» About this task
Each line of the entries below that includes "floor" belongs in your answer.

» Dataset
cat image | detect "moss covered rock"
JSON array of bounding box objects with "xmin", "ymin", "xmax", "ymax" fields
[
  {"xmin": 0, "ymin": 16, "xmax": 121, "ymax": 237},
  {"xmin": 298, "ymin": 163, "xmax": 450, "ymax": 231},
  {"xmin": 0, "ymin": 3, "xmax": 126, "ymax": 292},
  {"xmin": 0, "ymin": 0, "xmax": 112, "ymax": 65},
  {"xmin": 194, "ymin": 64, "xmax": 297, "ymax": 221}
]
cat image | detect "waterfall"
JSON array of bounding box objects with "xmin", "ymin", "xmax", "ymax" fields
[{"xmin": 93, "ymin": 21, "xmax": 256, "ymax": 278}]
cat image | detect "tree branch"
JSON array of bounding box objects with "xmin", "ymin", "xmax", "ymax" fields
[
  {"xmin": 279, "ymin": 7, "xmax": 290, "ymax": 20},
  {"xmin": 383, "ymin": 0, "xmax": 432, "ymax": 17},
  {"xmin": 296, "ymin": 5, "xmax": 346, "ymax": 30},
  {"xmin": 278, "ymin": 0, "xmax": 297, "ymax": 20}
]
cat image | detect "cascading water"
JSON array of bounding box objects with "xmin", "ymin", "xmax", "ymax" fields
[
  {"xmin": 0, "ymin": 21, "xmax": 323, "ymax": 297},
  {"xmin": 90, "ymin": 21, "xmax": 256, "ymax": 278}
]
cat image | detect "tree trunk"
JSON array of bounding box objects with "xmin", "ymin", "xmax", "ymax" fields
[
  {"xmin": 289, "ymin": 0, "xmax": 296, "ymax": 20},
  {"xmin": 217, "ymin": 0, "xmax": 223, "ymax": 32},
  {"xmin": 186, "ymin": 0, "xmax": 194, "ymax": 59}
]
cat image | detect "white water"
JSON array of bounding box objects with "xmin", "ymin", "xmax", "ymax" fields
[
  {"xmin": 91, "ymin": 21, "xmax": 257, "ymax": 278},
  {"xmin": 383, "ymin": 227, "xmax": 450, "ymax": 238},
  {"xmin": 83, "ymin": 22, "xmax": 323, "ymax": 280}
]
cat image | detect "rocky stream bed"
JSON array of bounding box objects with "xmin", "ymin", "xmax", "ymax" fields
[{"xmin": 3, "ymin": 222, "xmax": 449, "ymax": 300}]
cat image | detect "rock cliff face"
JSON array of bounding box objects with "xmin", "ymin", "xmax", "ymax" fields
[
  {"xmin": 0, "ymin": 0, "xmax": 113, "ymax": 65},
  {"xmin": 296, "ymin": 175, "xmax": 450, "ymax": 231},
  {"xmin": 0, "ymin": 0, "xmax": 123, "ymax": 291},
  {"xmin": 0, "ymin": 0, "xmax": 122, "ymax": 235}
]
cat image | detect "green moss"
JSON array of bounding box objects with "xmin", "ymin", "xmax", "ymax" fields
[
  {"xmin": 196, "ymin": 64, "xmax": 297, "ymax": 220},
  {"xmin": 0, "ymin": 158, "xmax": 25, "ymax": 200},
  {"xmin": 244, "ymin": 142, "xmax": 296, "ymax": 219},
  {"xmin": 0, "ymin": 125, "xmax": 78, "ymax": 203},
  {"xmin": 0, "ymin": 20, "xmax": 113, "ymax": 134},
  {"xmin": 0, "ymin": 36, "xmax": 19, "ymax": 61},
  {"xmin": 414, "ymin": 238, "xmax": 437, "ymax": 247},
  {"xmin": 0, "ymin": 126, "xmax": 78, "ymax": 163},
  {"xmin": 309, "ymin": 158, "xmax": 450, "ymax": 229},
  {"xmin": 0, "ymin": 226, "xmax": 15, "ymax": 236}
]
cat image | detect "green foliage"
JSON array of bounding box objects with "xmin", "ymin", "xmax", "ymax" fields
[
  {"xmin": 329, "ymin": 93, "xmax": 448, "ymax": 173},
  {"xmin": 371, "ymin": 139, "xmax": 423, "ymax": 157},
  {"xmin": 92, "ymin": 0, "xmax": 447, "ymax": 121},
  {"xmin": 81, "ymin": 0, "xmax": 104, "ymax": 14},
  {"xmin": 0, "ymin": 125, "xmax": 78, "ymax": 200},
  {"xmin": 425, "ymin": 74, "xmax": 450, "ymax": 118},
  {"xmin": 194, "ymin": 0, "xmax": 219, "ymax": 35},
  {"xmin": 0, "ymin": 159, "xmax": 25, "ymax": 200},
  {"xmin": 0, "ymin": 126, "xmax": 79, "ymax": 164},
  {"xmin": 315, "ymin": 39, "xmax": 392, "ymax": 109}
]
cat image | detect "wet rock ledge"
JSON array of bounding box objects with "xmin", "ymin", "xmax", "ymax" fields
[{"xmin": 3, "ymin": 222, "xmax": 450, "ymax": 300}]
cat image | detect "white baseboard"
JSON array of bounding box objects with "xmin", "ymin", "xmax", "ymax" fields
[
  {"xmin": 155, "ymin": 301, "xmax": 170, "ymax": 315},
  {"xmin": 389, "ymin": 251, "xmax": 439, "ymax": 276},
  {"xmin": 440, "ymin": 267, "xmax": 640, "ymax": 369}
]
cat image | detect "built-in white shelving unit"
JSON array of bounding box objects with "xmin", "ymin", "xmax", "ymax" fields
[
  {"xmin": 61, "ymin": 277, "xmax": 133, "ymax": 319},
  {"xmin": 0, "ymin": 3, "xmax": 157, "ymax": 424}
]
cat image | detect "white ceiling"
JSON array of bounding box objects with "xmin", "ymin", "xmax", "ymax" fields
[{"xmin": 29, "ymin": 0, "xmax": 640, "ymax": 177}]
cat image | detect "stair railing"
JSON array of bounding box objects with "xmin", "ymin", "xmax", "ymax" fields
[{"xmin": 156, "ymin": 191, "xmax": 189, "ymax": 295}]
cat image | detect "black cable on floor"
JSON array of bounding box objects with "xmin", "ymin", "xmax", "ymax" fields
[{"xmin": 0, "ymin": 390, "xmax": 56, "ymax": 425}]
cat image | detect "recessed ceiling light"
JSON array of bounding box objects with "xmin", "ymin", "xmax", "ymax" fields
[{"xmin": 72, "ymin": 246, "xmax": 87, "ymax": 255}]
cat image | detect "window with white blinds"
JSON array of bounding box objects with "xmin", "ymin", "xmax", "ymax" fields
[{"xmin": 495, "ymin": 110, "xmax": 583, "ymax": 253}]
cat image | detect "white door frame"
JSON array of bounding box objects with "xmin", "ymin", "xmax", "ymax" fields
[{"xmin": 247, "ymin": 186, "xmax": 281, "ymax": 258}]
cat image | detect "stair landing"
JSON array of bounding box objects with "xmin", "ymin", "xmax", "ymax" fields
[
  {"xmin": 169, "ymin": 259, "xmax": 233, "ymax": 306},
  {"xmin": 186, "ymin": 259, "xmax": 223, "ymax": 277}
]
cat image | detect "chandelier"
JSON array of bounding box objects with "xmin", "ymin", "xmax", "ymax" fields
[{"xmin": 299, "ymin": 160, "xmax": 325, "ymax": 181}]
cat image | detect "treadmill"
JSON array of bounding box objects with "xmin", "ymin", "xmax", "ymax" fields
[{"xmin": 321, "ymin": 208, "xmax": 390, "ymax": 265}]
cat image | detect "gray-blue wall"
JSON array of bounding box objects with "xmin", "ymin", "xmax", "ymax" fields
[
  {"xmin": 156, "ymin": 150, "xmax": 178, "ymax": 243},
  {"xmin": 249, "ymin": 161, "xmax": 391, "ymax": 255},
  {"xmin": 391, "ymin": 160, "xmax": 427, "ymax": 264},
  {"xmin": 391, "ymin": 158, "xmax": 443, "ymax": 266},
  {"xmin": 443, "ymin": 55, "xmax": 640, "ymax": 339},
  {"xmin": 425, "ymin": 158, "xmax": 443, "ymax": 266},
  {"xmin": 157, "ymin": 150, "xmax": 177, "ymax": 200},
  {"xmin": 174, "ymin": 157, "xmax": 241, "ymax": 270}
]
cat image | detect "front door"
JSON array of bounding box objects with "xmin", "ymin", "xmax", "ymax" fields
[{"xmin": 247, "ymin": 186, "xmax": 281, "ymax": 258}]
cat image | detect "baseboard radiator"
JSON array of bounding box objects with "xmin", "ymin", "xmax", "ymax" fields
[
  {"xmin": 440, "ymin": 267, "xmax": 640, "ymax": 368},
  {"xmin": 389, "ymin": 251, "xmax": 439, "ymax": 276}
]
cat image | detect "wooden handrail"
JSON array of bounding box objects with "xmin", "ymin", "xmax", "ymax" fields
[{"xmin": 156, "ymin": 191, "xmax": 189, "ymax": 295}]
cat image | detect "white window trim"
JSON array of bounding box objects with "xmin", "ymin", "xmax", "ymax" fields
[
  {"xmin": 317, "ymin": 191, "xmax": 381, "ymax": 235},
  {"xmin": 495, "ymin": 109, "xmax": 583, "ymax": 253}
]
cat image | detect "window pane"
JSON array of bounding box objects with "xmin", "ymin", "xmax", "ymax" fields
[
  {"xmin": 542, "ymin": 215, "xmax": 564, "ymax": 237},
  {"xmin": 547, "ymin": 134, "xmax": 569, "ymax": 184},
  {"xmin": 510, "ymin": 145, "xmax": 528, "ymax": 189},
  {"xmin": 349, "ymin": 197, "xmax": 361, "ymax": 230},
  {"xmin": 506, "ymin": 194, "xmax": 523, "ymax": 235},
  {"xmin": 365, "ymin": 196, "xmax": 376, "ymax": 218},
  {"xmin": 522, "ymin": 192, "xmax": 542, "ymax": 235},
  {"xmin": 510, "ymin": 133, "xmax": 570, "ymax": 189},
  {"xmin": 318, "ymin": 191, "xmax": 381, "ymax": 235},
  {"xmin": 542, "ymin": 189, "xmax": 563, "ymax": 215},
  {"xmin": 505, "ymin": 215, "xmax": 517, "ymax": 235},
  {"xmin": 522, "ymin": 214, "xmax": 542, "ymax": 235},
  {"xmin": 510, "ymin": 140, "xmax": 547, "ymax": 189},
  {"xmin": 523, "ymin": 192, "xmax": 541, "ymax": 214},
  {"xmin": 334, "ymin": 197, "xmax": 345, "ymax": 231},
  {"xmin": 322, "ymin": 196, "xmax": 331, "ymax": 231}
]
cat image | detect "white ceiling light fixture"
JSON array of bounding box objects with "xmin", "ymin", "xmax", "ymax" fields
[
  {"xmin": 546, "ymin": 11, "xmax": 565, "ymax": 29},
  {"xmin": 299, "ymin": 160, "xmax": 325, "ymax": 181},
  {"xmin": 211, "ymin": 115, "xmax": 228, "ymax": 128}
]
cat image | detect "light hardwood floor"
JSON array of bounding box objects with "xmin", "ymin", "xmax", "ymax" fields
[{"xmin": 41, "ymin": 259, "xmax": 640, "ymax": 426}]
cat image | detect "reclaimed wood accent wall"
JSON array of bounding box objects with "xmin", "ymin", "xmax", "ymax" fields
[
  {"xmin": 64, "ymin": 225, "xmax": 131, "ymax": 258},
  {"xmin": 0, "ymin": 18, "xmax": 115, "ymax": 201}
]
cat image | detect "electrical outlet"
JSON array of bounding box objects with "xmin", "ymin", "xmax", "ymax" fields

» Worked solution
cat image | detect "black cable on floor"
cat image | detect "light hardwood floor"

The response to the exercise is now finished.